- DOCUMENT TEXT -
##########
Borrowing from your 401(k)
Because that money is meant for retirement, withdrawals are discouraged before you reach age 59 ½. There is a 10% penalty on the loan amount and you’ll have to pay federal income tax on the amount withdrawn, if you choose to withdraw money before that age.
Exceptions to this include: you’re using the money to pay medical expenses, you’ve become disabled, if you’re required to perform military duty; and/or you’re required to follow a court order. The other exception is if you're 55 and an employee who is laid off, fired, or who quits a job between the ages of 55 and 59 ½, you may access the money in your 401(k) plan without penalty, according to the IRS.
Some 401(k) plans allow participants to borrow from their retirement savings. If you've built up some money in a retirement account, that may be a source of funds for consolidating your debt. It can be easier to borrow from your 401(k) than getting approved for a loan from an outside lender. Plans often require employees to repay through payroll deductions so your monthly take-home pay will be reduced by the loan payment.
401(k) plans typically require that loans be repaid within five years meaning your monthly payments will be higher than loans with a longer term. Some plans do not allow participants to contribute to the plan while they have a loan outstanding. You'll also miss out on any matching contributions from your employer during that time.
Let’s look at an example. Brenda is in debt with $35,000 in credit cards and personal loans. She makes a salary of $150,000 a year and holds about $25,000 in a 401(k) account. She considers using her 401(k) but learns that approximately $14,000 will go to penalties and taxes, which would be like paying 40% interest to pay off your debt.
Withdrawing from your 401(k) is typically a poor choice because you’ll lose the opportunity to earn compound returns on that money. You could also be subject to penalties and a higher-income tax bill.
Getting cash out with a mortgage refinance
According to Bankrate.com, cash-out mortgage refinance rates are around 3.7% APR in 2020. So if you need to lower your rate, it might make sense for you to do a cash-out refinance. While this is an option for many borrowers, lending criteria are becoming more strict.
“All lenders are looking more closely to see if someone is already in forbearance and whether borrowers have jobs,” says CD Davies, head of lending at Figure. In the past, he says, verification of employment happened shortly after application. Now borrowers can expect verification of employment within 48 hours of closing.
Evaluating whether to do a cash-out refinance will depend on a few things:
- How does the interest rate on your current mortgage compare to the interest rate you’d qualify for on a new mortgage?
- Are you comfortable paying several thousand dollars in closing costs to refinance your mortgage?
- Have you considered this will increase your balance and it will take you longer to pay off your mortgage unless you refinance into a shorter term?
- What are the closing costs, monthly payments, and total interest costs over the life of the loan?
- Are you paying mortgage insurance premiums? Would a cash-out mortgage refinance allow you to get rid of them?
If you need a lower mortgage rate and to consolidate debt, this may be the right option for you. Compare this against a HELOC to see which is the better route for you.
Ultimately, there are many benefits of using your home equity versus cashing out of your 401k.
The cost of borrowing from your 401(k) is the amount you would have earned if you’d kept the money in the 401K, also known as an "opportunity cost". Because your 401(k) accumulates tax-free, the return on the fund is an approximation of the after-tax cost. If your 401(k) has been earning more than the after-tax cost of the home equity line, the opportunity cost of borrowing from your 401K is higher than the cost of the home equity line.
If you plan to use a HELOC or Cash-Out Mortgage Refinance, you avoid having the funds taxed as income and early withdrawal penalties associated with a 401(k) loan. You’ll also likely benefit from locking in a lower rate than with credit cards or personal loans.
##########
[Referring expression pointing data]
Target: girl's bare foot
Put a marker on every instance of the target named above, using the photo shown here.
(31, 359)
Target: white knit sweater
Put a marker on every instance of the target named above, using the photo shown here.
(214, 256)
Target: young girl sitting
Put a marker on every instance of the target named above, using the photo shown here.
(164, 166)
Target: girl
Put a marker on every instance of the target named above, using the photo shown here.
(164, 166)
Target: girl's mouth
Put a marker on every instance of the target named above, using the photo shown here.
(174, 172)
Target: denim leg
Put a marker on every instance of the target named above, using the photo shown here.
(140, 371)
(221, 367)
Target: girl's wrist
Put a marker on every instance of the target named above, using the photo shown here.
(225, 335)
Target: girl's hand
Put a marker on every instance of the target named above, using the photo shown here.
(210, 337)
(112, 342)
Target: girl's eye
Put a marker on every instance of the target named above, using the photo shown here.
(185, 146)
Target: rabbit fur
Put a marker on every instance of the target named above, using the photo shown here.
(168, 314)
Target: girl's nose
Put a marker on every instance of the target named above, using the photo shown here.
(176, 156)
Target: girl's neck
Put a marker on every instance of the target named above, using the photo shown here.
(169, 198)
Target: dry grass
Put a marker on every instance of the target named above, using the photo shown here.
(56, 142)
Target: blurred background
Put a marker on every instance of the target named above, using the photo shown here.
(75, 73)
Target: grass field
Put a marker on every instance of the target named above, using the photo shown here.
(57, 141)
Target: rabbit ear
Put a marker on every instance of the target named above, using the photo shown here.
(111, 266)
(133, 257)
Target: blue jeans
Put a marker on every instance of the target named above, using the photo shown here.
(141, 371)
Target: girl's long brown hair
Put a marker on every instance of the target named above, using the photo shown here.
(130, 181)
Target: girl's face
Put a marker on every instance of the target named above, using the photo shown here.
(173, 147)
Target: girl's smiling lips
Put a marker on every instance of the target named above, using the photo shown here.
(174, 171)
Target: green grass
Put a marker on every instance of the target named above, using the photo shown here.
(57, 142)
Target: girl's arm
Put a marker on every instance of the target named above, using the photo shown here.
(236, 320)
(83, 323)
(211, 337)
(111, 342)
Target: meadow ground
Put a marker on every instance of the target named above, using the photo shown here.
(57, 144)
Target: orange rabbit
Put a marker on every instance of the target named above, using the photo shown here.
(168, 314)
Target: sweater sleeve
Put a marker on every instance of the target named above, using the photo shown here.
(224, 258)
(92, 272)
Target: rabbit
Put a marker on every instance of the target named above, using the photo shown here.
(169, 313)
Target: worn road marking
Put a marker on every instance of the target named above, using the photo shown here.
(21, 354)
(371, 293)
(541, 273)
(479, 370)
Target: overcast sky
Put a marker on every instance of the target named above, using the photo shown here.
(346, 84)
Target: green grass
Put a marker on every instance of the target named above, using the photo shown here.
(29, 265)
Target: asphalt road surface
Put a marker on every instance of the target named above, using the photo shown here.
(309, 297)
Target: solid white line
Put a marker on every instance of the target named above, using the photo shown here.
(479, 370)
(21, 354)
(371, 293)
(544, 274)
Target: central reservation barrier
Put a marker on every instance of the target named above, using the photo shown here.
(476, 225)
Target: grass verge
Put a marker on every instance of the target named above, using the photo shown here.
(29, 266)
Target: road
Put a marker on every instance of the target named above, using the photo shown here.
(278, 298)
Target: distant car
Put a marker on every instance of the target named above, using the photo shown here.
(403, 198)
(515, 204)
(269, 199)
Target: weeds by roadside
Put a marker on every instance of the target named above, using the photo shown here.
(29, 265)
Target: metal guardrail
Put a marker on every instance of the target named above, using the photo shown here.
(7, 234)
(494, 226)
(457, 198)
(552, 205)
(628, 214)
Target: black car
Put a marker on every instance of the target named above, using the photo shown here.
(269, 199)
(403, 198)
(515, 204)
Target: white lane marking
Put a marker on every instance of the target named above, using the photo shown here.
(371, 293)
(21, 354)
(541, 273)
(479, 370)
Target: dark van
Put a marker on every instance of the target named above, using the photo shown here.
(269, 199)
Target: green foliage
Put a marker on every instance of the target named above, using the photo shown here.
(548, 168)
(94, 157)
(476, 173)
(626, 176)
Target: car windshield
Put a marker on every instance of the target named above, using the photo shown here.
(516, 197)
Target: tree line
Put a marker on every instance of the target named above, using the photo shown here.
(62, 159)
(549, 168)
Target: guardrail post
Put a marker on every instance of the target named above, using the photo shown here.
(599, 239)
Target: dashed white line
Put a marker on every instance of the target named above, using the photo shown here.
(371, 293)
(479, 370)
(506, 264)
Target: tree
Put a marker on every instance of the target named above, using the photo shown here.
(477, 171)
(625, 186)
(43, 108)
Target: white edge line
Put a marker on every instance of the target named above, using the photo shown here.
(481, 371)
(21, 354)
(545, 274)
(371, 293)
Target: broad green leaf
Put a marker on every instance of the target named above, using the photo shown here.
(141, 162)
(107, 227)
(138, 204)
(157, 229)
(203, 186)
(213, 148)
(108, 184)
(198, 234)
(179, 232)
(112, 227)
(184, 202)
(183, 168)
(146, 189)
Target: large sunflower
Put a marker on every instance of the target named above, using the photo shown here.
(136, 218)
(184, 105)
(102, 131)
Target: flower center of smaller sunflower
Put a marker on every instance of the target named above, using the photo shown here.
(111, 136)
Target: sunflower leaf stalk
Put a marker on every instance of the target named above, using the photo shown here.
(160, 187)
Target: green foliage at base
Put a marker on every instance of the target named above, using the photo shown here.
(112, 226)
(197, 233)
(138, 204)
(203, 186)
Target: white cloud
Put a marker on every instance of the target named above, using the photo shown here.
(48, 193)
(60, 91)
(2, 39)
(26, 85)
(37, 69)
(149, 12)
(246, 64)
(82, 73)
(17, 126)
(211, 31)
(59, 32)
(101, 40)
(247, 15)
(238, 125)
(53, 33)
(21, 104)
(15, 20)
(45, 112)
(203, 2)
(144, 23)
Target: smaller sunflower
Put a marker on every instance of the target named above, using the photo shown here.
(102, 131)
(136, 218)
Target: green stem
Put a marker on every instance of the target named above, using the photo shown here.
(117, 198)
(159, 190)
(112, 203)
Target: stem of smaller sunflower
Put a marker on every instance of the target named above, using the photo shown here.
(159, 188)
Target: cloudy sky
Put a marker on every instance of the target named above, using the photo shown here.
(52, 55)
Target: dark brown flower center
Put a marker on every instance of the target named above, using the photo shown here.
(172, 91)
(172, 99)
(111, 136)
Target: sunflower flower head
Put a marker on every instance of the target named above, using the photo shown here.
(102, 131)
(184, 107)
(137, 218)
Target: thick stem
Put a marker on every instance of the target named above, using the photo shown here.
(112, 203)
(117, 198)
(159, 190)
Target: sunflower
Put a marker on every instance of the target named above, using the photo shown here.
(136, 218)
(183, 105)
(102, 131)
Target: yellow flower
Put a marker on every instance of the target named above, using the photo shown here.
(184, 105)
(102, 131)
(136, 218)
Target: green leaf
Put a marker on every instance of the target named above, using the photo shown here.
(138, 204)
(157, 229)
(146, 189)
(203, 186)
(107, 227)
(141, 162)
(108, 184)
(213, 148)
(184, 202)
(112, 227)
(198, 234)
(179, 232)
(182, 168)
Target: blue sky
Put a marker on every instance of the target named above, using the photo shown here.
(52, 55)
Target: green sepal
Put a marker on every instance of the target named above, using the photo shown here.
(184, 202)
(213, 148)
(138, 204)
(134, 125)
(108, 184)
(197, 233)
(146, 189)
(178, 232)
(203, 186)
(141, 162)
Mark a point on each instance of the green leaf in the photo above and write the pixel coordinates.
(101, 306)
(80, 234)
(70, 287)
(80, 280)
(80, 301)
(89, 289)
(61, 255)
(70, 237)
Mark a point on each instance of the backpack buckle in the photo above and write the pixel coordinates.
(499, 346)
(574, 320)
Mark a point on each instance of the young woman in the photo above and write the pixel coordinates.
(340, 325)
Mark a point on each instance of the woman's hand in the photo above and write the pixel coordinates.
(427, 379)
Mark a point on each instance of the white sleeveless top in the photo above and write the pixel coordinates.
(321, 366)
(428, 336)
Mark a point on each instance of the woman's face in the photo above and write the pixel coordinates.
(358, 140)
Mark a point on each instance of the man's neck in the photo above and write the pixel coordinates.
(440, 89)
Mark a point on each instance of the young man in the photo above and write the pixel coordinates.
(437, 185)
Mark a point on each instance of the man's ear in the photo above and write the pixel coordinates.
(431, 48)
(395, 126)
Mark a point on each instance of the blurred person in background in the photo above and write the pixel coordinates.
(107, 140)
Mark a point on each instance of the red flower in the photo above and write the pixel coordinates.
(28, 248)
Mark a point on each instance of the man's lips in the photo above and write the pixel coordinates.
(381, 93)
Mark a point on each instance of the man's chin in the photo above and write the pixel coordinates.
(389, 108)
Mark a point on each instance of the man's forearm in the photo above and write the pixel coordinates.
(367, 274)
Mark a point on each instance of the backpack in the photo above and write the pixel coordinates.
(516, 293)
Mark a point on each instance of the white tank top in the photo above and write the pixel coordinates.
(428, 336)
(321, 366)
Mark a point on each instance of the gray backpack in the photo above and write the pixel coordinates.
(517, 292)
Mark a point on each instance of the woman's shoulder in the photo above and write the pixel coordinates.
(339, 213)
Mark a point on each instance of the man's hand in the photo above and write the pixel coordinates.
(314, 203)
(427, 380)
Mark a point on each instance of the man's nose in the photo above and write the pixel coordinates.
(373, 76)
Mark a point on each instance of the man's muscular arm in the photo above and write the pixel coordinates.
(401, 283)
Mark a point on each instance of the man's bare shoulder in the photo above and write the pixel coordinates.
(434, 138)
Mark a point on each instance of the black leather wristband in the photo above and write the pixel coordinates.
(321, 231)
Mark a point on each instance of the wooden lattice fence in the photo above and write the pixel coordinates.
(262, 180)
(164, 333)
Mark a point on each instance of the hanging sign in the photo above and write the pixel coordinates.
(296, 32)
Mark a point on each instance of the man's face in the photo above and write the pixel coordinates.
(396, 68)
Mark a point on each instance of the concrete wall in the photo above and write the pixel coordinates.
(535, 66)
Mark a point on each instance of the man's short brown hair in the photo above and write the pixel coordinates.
##########
In the passage on borrowing from a 401(k), replace "opportunity cost" with "hidden cost" and write out the part starting with "Ultimately, there are" and going on through "home equity line.".

- OUTPUT OF THE EXERCISE -
Ultimately, there are many benefits of using your home equity versus cashing out of your 401k.
The cost of borrowing from your 401(k) is the amount you would have earned if you’d kept the money in the 401K, also known as an "hidden cost". Because your 401(k) accumulates tax-free, the return on the fund is an approximation of the after-tax cost. If your 401(k) has been earning more than the after-tax cost of the home equity line, the hidden cost of borrowing from your 401K is higher than the cost of the home equity line.